Provided data =>
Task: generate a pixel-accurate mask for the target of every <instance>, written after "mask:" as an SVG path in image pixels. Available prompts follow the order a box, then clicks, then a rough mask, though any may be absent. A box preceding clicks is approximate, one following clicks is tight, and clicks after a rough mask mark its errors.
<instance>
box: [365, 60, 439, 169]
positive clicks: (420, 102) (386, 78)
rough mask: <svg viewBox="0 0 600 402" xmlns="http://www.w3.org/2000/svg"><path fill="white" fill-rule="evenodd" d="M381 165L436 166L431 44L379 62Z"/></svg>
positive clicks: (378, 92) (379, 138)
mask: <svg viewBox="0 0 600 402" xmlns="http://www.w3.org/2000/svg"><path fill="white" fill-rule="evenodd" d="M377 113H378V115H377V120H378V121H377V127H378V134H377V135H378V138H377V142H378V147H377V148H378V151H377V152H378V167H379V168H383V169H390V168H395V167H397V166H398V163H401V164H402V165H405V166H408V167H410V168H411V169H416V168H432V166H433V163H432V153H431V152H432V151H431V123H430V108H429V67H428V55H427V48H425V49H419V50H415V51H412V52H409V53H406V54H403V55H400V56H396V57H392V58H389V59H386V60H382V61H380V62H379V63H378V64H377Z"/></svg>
...
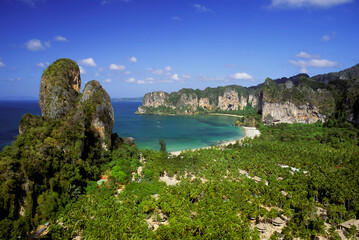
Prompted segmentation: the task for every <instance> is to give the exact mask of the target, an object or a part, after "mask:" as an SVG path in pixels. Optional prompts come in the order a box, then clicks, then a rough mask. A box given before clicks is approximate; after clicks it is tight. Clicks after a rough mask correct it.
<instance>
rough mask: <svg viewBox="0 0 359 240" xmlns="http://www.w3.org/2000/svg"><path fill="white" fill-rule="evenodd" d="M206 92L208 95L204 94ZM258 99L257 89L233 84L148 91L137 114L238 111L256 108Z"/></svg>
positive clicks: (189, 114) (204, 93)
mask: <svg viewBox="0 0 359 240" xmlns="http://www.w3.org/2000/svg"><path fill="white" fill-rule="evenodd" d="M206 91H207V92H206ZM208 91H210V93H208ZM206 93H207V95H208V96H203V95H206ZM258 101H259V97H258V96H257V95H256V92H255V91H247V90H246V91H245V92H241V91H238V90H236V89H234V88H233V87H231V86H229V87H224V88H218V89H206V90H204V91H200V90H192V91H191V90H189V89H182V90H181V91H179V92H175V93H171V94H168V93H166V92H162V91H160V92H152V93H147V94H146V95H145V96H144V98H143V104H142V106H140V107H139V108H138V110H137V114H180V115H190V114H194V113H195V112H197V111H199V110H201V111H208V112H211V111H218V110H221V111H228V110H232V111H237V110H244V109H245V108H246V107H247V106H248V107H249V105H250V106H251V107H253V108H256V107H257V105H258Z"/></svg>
* * *
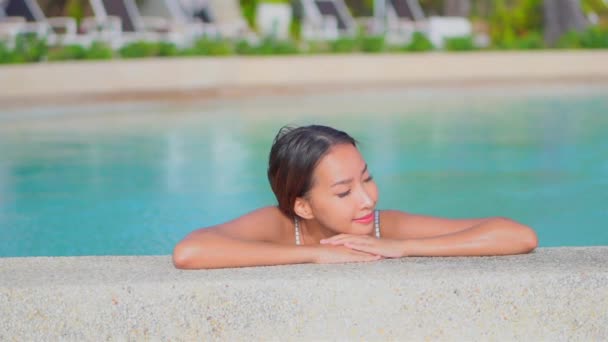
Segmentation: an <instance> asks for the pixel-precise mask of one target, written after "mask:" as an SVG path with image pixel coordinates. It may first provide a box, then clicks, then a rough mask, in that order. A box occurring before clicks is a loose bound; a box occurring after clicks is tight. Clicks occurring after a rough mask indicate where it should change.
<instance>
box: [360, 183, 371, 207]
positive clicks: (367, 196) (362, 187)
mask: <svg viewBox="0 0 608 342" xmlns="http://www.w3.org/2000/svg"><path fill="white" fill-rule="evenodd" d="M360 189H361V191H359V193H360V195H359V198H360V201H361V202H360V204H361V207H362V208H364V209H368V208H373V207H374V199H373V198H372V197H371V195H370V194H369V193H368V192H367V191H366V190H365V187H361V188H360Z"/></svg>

Exercise brief =>
Could you rewrite everything from the line with "Segmentation: an <instance>" down to the line with "positive clicks: (367, 196) (362, 187)", putting "coarse mask" wherever "rough mask" appears and keeping all else the same?

Solved exercise =>
Segmentation: an <instance> asks for the pixel-precise mask of one target, written after "mask:" as an SVG path with image pixel coordinates. It may first provide a box, then clicks, then a coarse mask, in that order. A box occurring before clicks is a loose bound; a box occurring after clicks is tight. Clicks occurring after a coarse mask indicate where it should change.
<instance>
box: [360, 183, 371, 207]
positive clicks: (367, 196) (362, 187)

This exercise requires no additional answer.